+++ Records shown +++

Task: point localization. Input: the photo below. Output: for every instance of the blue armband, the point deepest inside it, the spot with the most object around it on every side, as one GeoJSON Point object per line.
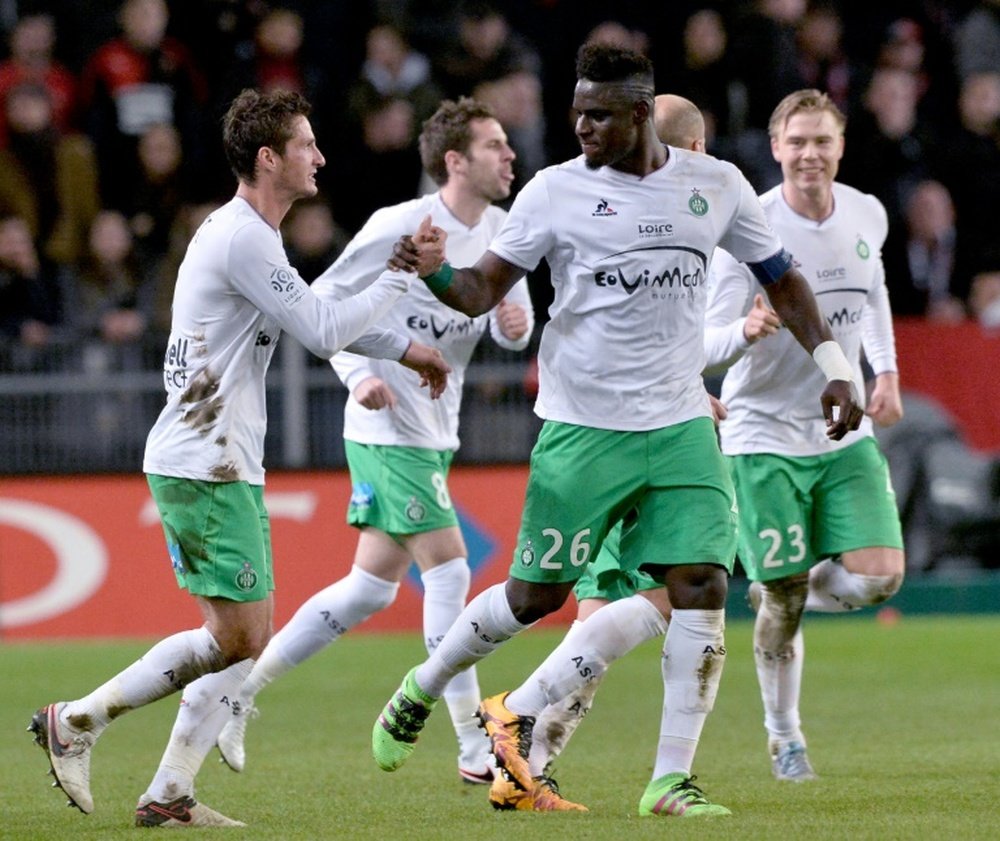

+++
+++ Records shown +++

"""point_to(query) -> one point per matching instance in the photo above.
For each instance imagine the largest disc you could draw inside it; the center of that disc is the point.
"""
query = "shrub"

+++
+++ Records shown +++

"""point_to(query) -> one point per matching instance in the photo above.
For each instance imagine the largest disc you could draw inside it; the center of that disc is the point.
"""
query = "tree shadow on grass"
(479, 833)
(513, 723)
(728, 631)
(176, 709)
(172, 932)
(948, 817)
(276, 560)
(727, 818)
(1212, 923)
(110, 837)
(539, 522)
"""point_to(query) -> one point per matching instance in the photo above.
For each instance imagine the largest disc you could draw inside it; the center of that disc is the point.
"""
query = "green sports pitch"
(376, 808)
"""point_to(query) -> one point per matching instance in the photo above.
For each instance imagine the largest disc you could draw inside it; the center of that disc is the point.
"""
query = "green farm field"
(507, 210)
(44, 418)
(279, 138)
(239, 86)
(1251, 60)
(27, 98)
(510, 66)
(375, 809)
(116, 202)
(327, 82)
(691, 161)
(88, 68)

+++

» Set task:
Return every line above that contains the string "green". Uppercase and lowercase count as different.

» Answer in full:
query = "green sports pitch"
query = "green farm field"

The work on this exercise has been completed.